◆ The problem ◆
Copy the data below line for line, with no changes.
Top of Data under study
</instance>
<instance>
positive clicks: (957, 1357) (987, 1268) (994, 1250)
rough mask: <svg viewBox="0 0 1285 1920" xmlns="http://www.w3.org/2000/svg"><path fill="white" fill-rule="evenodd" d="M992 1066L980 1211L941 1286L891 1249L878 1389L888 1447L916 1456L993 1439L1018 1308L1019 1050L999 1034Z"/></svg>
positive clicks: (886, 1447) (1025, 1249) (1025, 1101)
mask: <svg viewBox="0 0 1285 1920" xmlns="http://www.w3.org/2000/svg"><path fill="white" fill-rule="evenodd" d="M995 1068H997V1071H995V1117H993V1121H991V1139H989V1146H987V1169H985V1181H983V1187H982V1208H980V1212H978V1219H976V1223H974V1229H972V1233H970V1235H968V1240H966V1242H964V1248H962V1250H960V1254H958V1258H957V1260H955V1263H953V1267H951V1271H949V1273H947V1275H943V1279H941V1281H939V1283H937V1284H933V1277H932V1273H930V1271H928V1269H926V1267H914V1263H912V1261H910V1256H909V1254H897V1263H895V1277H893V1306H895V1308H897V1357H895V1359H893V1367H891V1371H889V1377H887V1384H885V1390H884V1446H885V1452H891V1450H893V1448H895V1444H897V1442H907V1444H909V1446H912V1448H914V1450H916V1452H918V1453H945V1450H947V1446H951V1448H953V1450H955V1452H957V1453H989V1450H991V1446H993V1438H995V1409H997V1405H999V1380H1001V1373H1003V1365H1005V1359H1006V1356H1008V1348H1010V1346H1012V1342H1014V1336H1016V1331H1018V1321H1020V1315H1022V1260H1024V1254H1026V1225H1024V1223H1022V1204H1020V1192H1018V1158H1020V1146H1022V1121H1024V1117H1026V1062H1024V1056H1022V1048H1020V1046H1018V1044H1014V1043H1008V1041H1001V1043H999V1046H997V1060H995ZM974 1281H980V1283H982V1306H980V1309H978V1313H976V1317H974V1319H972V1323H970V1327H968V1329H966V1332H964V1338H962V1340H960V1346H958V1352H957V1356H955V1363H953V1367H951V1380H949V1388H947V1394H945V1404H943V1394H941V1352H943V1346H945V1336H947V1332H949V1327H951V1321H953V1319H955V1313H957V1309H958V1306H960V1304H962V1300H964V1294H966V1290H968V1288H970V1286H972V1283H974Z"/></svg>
Bottom of Data under study
◆ Reply to the exercise ◆
</instance>
<instance>
positive clicks: (957, 1357) (987, 1268) (994, 1250)
rough mask: <svg viewBox="0 0 1285 1920" xmlns="http://www.w3.org/2000/svg"><path fill="white" fill-rule="evenodd" d="M992 1066L980 1211L941 1286L891 1249L878 1389L888 1447L916 1456L993 1439L1018 1308L1019 1050L999 1034Z"/></svg>
positive clicks: (886, 1447) (1025, 1249) (1025, 1101)
mask: <svg viewBox="0 0 1285 1920" xmlns="http://www.w3.org/2000/svg"><path fill="white" fill-rule="evenodd" d="M995 1068H997V1071H995V1117H993V1121H991V1139H989V1146H987V1169H985V1181H983V1187H982V1208H980V1212H978V1219H976V1223H974V1229H972V1233H970V1235H968V1240H966V1242H964V1248H962V1250H960V1254H958V1258H957V1260H955V1263H953V1267H951V1271H949V1273H947V1275H943V1279H941V1281H939V1283H937V1284H933V1277H932V1273H930V1271H928V1269H926V1267H914V1263H912V1261H910V1256H909V1254H897V1263H895V1277H893V1306H895V1308H897V1357H895V1359H893V1367H891V1371H889V1377H887V1384H885V1390H884V1446H885V1452H891V1450H893V1448H895V1444H897V1442H907V1444H909V1446H912V1448H914V1450H916V1452H918V1453H945V1450H947V1446H951V1448H953V1450H955V1452H957V1453H989V1450H991V1446H993V1438H995V1409H997V1405H999V1380H1001V1373H1003V1365H1005V1359H1006V1356H1008V1348H1010V1346H1012V1342H1014V1336H1016V1331H1018V1321H1020V1315H1022V1260H1024V1254H1026V1225H1024V1223H1022V1204H1020V1192H1018V1158H1020V1146H1022V1121H1024V1117H1026V1062H1024V1056H1022V1048H1020V1046H1018V1044H1014V1043H1008V1041H1001V1043H999V1046H997V1060H995ZM974 1281H980V1283H982V1306H980V1309H978V1313H976V1317H974V1319H972V1323H970V1327H968V1329H966V1332H964V1338H962V1340H960V1346H958V1352H957V1356H955V1363H953V1367H951V1380H949V1388H947V1394H945V1404H943V1394H941V1352H943V1346H945V1336H947V1332H949V1327H951V1321H953V1319H955V1313H957V1309H958V1306H960V1304H962V1300H964V1294H966V1290H968V1288H970V1286H972V1283H974Z"/></svg>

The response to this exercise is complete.